(Data entries)
▬▬▬

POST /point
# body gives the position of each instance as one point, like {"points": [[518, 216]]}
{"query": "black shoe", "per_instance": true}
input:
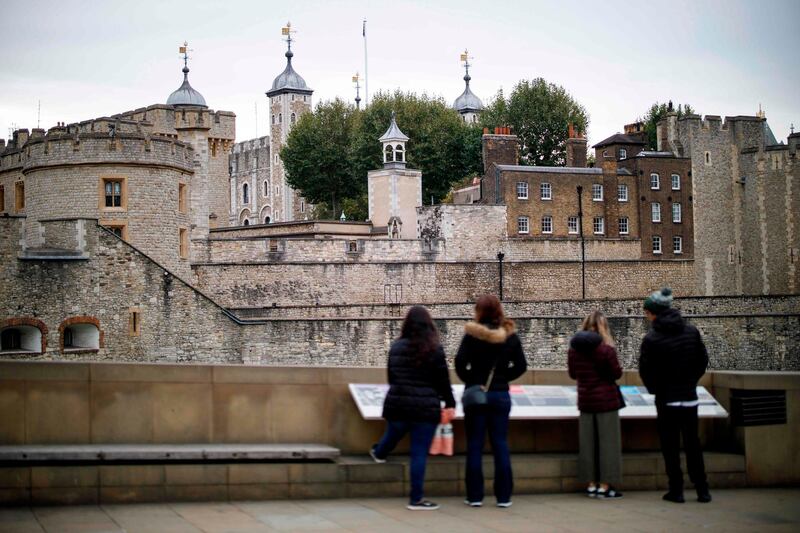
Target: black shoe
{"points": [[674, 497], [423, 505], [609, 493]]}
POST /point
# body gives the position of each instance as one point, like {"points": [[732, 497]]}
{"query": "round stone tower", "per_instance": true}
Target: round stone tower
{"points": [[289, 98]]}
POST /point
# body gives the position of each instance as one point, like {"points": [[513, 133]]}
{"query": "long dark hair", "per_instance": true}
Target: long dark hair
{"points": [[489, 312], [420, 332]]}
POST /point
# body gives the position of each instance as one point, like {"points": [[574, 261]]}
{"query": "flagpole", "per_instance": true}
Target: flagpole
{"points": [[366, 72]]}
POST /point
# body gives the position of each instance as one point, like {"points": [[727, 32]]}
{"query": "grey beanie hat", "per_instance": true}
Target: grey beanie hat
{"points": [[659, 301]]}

▬▬▬

Stated task →
Pull out every line of the material above that contains the string "true". Case counts.

Written solution →
{"query": "black shoe", "per_instance": true}
{"query": "round stone tower", "per_instance": true}
{"query": "long dark hair", "per_instance": true}
{"query": "flagpole", "per_instance": true}
{"query": "grey beanie hat", "per_instance": true}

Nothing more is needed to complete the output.